WHAT TO WORK ON: Copy every line of the data exactly, keeping out any picture.

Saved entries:

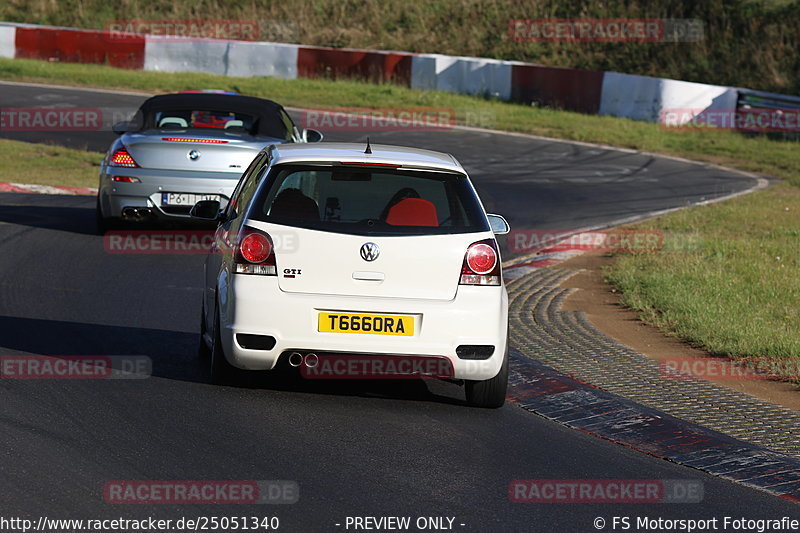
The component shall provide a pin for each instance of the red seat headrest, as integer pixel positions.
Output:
(413, 212)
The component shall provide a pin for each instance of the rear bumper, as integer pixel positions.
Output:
(476, 316)
(114, 196)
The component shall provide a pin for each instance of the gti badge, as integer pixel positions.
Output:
(370, 251)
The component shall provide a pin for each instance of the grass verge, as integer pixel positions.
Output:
(727, 280)
(47, 165)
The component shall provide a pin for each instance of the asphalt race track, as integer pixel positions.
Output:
(369, 449)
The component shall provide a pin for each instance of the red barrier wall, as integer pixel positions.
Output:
(78, 46)
(562, 88)
(313, 62)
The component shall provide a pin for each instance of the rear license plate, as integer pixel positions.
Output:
(366, 324)
(175, 198)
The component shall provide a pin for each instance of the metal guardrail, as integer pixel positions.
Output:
(764, 100)
(778, 105)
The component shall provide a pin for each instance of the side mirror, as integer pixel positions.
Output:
(310, 135)
(498, 224)
(123, 127)
(206, 210)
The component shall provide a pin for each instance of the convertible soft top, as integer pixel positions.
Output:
(268, 114)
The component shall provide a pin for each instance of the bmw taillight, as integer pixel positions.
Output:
(255, 253)
(122, 158)
(481, 264)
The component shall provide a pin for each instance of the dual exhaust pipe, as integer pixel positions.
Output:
(297, 359)
(136, 214)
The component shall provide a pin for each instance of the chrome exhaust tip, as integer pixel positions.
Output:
(295, 359)
(136, 214)
(311, 360)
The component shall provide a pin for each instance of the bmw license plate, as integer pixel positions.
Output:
(366, 324)
(176, 198)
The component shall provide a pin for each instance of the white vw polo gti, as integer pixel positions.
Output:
(363, 261)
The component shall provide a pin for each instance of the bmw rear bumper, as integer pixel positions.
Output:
(115, 196)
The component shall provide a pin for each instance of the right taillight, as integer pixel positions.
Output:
(481, 264)
(255, 253)
(121, 158)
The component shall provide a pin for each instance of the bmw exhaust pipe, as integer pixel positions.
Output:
(136, 214)
(295, 359)
(311, 360)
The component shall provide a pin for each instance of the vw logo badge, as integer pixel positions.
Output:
(370, 251)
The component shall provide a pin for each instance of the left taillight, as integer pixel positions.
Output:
(481, 264)
(121, 158)
(255, 253)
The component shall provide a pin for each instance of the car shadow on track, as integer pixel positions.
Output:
(174, 357)
(55, 217)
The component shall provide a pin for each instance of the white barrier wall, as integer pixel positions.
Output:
(645, 98)
(262, 59)
(465, 75)
(8, 35)
(190, 55)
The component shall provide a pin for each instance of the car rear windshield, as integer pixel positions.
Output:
(369, 201)
(204, 119)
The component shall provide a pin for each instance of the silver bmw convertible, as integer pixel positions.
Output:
(183, 148)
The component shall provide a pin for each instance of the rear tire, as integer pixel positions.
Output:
(100, 222)
(203, 351)
(489, 393)
(104, 224)
(221, 370)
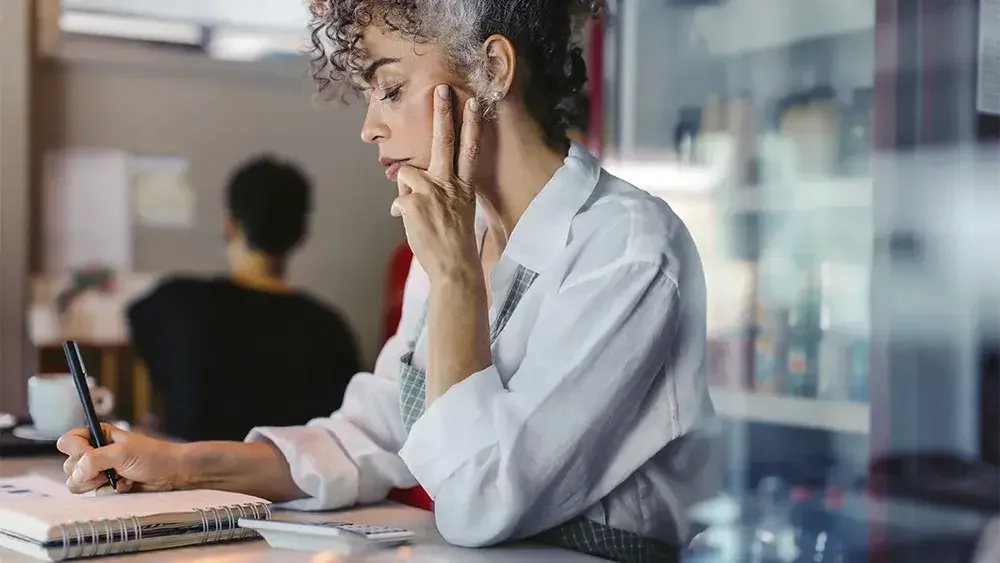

RESPONSE BELOW:
The component shall provide a pin for each instance of the red seat headrest, as integer pixel positions.
Output:
(413, 212)
The component shall provide a pin for each instance of the rear bumper, as integer pixel positions.
Output:
(476, 316)
(114, 196)
The component shall provide a pin for each instance of the gti badge, as integer pixel positions.
Output:
(370, 251)
The component shall provide a pin for each instance of the grass verge, as integer pixel positions.
Output:
(727, 280)
(47, 165)
The component shall provide a pin for each instance of the asphalt race track, as integer pixel positions.
Output:
(369, 449)
The component shall provide a pin for each instance of the red barrier wall, as integer pixel positions.
Output:
(78, 46)
(562, 88)
(313, 62)
The component shall provide a pin for each instance of the rear license plate, as integer pixel positions.
Output:
(366, 324)
(175, 198)
The component shall provide a pin for each instance of the metal guardrail, as integer pixel positions.
Output:
(764, 100)
(778, 105)
The component shall provide a pin for each instance of the side mirror, as integer pixel positions.
Output:
(310, 135)
(498, 224)
(123, 127)
(206, 210)
The component shall provide a pin for each instance of the convertible soft top, as integer pixel positions.
Output:
(268, 114)
The component shall provide a pin for each instance of the bmw taillight, as integer pixel positions.
Output:
(255, 253)
(122, 158)
(481, 264)
The component shall provide a pin for each instance of the dual exhaust pipe, as integer pixel positions.
Output:
(297, 359)
(136, 214)
The component shall provide a pin for each instance of the chrome exhaust tip, as integer pixel positions.
Output:
(295, 359)
(136, 214)
(311, 360)
The component shall provide a pin for each instance of the bmw license plate, as integer pixel positions.
Output:
(366, 324)
(176, 198)
The component shall provide a pin for each instance of the white vw polo gti, as integer pixel positions.
Output:
(363, 261)
The component shall provide a pin for each instance of the bmw rear bumper, as integer pixel positions.
Output:
(115, 196)
The component shall provide a pin for each instance of the right taillight, as integer pixel positions.
Output:
(481, 264)
(255, 253)
(121, 158)
The component shall provide a pin for each instance of the bmw exhaust pipe, as integer pixel positions.
Output:
(136, 214)
(295, 359)
(311, 360)
The component shall provide a pin for each instance of the vw logo badge, as integer pixel positions.
Output:
(370, 251)
The component shall provide a pin for each instance of the left taillight, as integer pixel positions.
Output:
(481, 264)
(121, 158)
(255, 253)
The component shall provide a pin for each instance of the car shadow on track, as integer pixel positions.
Output:
(174, 357)
(55, 217)
The component shall provide a pin for each instance of the white barrier wall, as integer pixel positions.
Output:
(645, 98)
(262, 59)
(465, 75)
(8, 35)
(190, 55)
The component shall provide a pin for each instance of the car rear windshield, as integer pixel positions.
Output:
(369, 201)
(204, 119)
The component shall provide a pin for each instance of the silver bmw convertible, as integer pixel positions.
Output:
(183, 148)
The component shall provide a pin for each instance of the rear tire, as integer pixel positions.
Output:
(100, 222)
(203, 351)
(489, 393)
(104, 224)
(221, 370)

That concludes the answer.